* **TEXTO DE LECTURA**:

“…La persiana fue bajada por última vez un domingo por la noche, no podía ser otro día más melancólico e inexpresivo. Una cuadrilla de operarios desembarcó una mañana y un par de días después ni cascotes quedaron de la antigua construcción.
En otros casos alcanzó apenas con una llave, una cadena y un simple candado para ponerle un bozal a las anécdotas, exageraciones y las vueltas para todos. El panorama pintaba desolador, cuasi apocalíptico. Así y todo no presagiaba un final. Muy por el contrario. Nadie jamás podrá cerrar el último bar…”, escribe el autor, Franco Colamarino (o Marino cuando se cansa que escriban mal su apellido), habitual colaborador de Revista Random que presenta en noviembre su primer libro de cuentos que tiene al bar como sagrado epicentro. Acá su testimonio…
Cuando tenía seis o siete años cerró “El filtro”, el bar de José Germondari que estaba a escasos metros de mi casa. Esa fue la primera vez que me preocupó la cuestión. Con el tiempo, las noticias que llegaban de Buenos Aires confirmaban el cierre de reductos emblemáticos o maquillajes de los mismos para devenir en resto-bares, pubs u otro tipo de establecimientos.

* **EXTRACTO DE DATOS**:
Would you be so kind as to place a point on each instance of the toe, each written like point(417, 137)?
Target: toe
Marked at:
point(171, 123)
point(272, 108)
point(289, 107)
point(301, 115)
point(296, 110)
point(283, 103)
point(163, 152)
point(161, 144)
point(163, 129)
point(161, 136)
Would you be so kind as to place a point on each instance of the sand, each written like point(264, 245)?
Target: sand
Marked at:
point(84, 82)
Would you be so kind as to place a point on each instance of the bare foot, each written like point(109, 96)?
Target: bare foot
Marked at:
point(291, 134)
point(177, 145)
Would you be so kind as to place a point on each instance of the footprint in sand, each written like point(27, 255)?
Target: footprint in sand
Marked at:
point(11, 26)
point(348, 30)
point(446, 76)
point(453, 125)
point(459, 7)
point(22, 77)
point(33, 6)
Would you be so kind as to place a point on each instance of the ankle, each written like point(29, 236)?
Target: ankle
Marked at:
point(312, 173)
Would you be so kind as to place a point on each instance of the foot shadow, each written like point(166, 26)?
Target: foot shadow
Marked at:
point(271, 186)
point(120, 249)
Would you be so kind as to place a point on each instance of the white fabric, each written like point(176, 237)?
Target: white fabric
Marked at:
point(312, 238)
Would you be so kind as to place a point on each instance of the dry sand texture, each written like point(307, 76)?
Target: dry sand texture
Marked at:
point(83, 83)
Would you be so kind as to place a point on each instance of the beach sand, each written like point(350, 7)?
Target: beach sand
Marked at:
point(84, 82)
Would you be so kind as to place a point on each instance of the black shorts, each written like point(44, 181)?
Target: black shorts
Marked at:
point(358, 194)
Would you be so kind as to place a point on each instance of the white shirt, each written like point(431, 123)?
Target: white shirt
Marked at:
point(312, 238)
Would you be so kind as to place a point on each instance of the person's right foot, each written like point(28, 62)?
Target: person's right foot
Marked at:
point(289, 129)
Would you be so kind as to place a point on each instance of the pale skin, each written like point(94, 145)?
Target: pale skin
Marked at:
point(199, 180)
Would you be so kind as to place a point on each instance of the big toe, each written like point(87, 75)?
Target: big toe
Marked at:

* **ACTIVIDADES PROPUESTAS**:
1. Indica si cada afirmación concuerda con el texto sobre el cierre de los bares y justifica tu respuesta con las palabras exactas del texto: (a) El bar "El filtro" era de José Germondari. (b) La persiana se bajó por última vez un sábado por la noche. (c) El autor presenta su primer libro de cuentos en diciembre.
2. Renombra "ankle" como "heel" en las líneas de los registros que van desde la que contiene "like point(29, 236)?" hasta la que contiene "point(312, 173)", ambas incluidas. Reprodúcelas sin ningún otro cambio.

* **SOLUCIONES RESUELTAS**:
1.
(a) Sí: «“El filtro”, el bar de José Germondari».
(b) No: «La persiana fue bajada por última vez un domingo por la noche».
(c) No: «presenta en noviembre su primer libro de cuentos».

2.
Would you be so kind as to place a point on each instance of the heel, each written like point(29, 236)?
Target: heel
Marked at:
point(312, 173)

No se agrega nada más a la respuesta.